╭─ EXTRACTED DATA

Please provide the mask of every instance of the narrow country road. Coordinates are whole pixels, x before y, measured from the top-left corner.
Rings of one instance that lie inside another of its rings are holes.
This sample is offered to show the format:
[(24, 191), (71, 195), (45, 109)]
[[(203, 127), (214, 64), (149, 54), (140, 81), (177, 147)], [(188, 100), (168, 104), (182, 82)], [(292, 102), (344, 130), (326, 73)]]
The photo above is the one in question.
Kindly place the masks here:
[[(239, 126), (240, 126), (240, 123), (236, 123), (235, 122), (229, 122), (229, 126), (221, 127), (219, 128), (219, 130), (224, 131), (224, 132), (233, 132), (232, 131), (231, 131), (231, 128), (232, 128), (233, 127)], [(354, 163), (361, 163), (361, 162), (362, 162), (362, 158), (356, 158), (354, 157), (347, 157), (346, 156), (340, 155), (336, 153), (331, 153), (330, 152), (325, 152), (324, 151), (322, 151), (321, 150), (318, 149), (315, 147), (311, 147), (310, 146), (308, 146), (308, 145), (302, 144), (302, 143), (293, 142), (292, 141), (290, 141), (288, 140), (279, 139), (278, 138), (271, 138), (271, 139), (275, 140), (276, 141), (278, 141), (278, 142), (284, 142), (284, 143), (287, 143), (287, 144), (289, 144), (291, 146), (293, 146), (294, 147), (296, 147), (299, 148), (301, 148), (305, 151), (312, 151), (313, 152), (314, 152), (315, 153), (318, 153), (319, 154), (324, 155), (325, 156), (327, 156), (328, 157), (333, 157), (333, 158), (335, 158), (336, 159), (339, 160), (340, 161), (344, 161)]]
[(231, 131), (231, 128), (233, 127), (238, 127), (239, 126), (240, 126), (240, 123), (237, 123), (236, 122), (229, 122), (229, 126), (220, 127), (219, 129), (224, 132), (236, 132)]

╰─

◆ **DIRECTION**: Rewrite the material above, changing "narrow country road" to "gravel farm track" and keeping everything else the same.

◆ **WRITTEN REPLY**:
Please provide the mask of every instance of the gravel farm track. Coordinates are whole pixels, x before y, measured from the top-left corner.
Rings of one instance that lie inside another of its rings are holes.
This sample is offered to show the format:
[(24, 191), (71, 195), (45, 109)]
[[(203, 127), (214, 64), (149, 54), (140, 81), (177, 147)], [(188, 100), (168, 104), (182, 82)], [(292, 102), (344, 130), (326, 73)]]
The photo above is the one in question.
Kindly place the masks here:
[[(239, 126), (240, 126), (240, 123), (236, 123), (235, 122), (229, 122), (229, 126), (221, 127), (219, 128), (219, 130), (224, 131), (224, 132), (233, 132), (232, 131), (231, 131), (231, 128), (232, 128), (233, 127)], [(354, 163), (361, 163), (361, 162), (362, 162), (362, 158), (356, 158), (354, 157), (347, 157), (346, 156), (340, 155), (336, 153), (331, 153), (330, 152), (325, 152), (324, 151), (322, 151), (321, 150), (318, 149), (315, 147), (311, 147), (310, 146), (308, 146), (308, 145), (302, 144), (302, 143), (293, 142), (292, 141), (290, 141), (288, 140), (279, 139), (278, 138), (271, 138), (271, 139), (275, 140), (276, 141), (278, 141), (278, 142), (284, 142), (284, 143), (287, 143), (287, 144), (289, 144), (291, 146), (293, 146), (294, 147), (296, 147), (299, 148), (301, 148), (305, 151), (312, 151), (313, 152), (314, 152), (315, 153), (318, 153), (319, 154), (324, 155), (325, 156), (327, 156), (328, 157), (333, 157), (333, 158), (335, 158), (336, 159), (339, 160), (340, 161), (344, 161)]]
[(231, 131), (231, 128), (233, 127), (238, 127), (239, 126), (240, 126), (240, 123), (237, 123), (236, 122), (229, 122), (229, 126), (220, 127), (219, 129), (224, 132), (236, 132)]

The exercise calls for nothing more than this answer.